# EXTRACT TO READ
○ ○ ○ ○

Lessons of Darkness


PARK CITY, UTAH—With outward-bound Miramax chief Harvey Weinstein limiting himself to two Park City pickups, the 800-pound gorilla at Sundance this year was actually an 800-pound bear—one of the stars of Werner Herzog’s wild documentary GRIZZLY MAN. But the lesson was brutally familiar: The big animal cannot be budged.

Power struggles—petty and otherwise, most of them futile for all but the heaviest of heavyweights involved—have long been a fact of life at this ruthlessly market-driven platform for low- and medium-budget cinema. But never in my 11 years at Sundance have I seen so much bitter contention played out on-screen. Though fiction still felt the need to put a positive spin on our handbasket ride to hell, one documentary film after another—and there were dozens this year—hammered home the point that power not only corrupts but consolidates, leaving those without it to count the casualties. WHY WE FIGHT, Eugene Jarecki’s well-deserved winner of the docs’ Grand Jury Prize, answers its own question in near scholarly detail even though its conclusion is elementary: We fight for the money. (Naturally, the film was funded by the BBC.)

The documentarian’s own desire to compete for the gold may or may not explain the wealth of genuine pessimism on display; certainly those left on the left these days—the target audience for docs, obviously—have little trouble identifying with the loser. The grizzly man of Herzog’s lacerating film devotes his life—literally—to what he loves. The gay welterweight of RING OF FIRE: THE EMILE GRIFFITH STORY appears permanently bruised by having beaten to death the Spanish opponent who called him queer. SHAKE HANDS WITH THE DEVIL: THE JOURNEY OF ROMÉO DALLAIRE observes the former U.N. peacekeeping commander whose conscience remains scarred by his inability to compel rich nations to intervene in Rwanda. (Why We Don’t Fight would be an apt title for this one.)

○ ○ ○ ○

# ENTRIES PROVIDED
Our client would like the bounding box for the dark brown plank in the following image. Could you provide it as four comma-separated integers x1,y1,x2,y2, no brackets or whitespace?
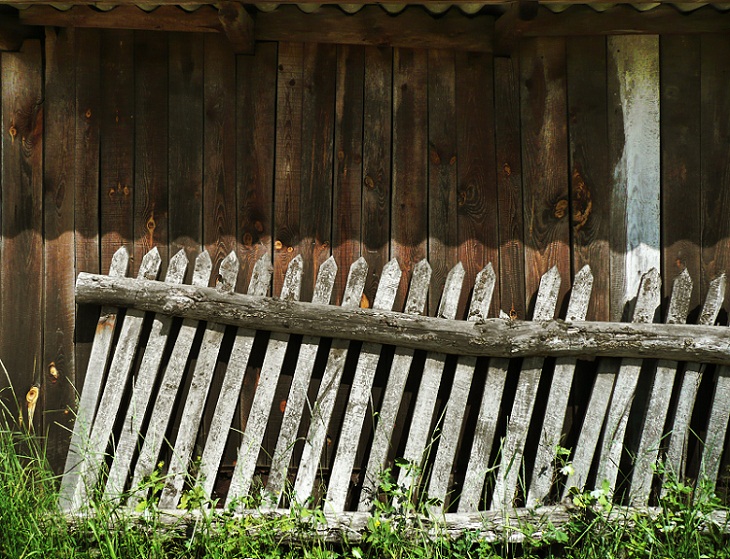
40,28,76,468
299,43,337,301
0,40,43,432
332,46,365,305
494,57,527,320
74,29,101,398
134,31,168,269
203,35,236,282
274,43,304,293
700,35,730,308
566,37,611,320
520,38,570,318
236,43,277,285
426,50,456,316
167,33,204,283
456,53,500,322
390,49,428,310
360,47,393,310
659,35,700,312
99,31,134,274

○ ○ ○ ○

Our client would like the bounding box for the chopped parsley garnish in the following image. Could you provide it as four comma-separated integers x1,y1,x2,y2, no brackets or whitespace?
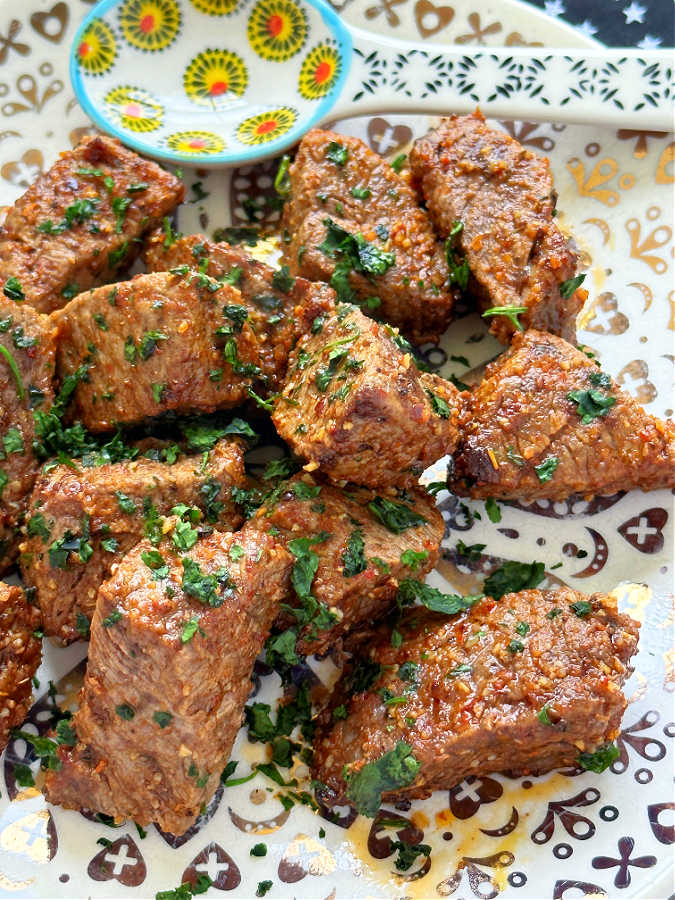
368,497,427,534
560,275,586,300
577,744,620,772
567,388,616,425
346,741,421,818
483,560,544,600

○ ○ ○ ○

# WORK ORDER A
Answer these questions from the Sundance review:
(i) To how many Park City pickups did Harvey Weinstein limit himself?
(ii) Which film won the Grand Jury Prize for documentaries?
(iii) What position had Roméo Dallaire held?
# WORK ORDER B
Write the next part of the Sundance review, picking up after its final sentence.
The records have no connection to the text about Sundance.

# OUTPUT A
(i) Two.
(ii) WHY WE FIGHT, by Eugene Jarecki.
(iii) He was a U.N. peacekeeping commander.

# OUTPUT B
If Hotel Rwanda can be seen as Devil‘s avenging angel, with a more resilient-looking actor in the Dallaire role, the fest’s less despairing documents of human struggle similarly seemed to approach positivity with the help of natural-born performers. THE DEVIL AND DANIEL JOHNSTON puts its money on the musician in his ongoing battle with inner demons. Of the doc protagonists who dare to go head to head with religious conservatives, the bubbly high school activist of THE EDUCATION OF SHELBY KNOX seems to apply her knowledge more effectively than the weary victim of priestly abuse whom we see hit bottom in TWIST OF FAITH (which earned an Oscar nomination during the fest). Optimism may not be a privilege in every case, though a little humor rarely hurts one’s bid to fight the power—or land distribution.

Among the irreversible downers here, one of the biggest was the news that documentary giant Frederick Wiseman had “decided” to pull his three-hour, 16mm film about Madison Square Garden from the festival, owing to “unresolved issues” with his monumental subject. (Silver lining on the cloud: This increasingly digital fest apparently still screens 16mm prints—at least those belonging to giants.) Another old-school nonfiction vet, William Greaves, fared better with the belated sequel to his classic Symbiopsychotaxiplasm: Take One. Would you believe that TAKE 2 1/2, like its predecessor, is about the stubborn immutability of power?

Much to its credit (and the festival’s), Greaves’s genre-busting take on privilege as it relates to the politics of filmmaking isn’t a movie that’s very suitable for mass consumption. Predictably, perhaps, the year’s big-ticket doc about race and class is the work of a rich, white fashion photographer turning his gaze on a poor, black subculture. It’s also the most infectiously energetic and inspiring doc I’ve seen in years. RIZE, which follows the moves of hip-hop dancers so crazy-quick that the doc starts by vowing its footage hasn’t been manipulated, was rightly regarded in Park City as the South Central Paris Is Burning. Director David LaChapelle opens with images of L.A. ablaze in ’65 and ’92, and ends, after several sad turns, with a Maya Angelou poem. In between, the dancers prove more than capable of directing themselves, which makes the movie less tricky to applaud.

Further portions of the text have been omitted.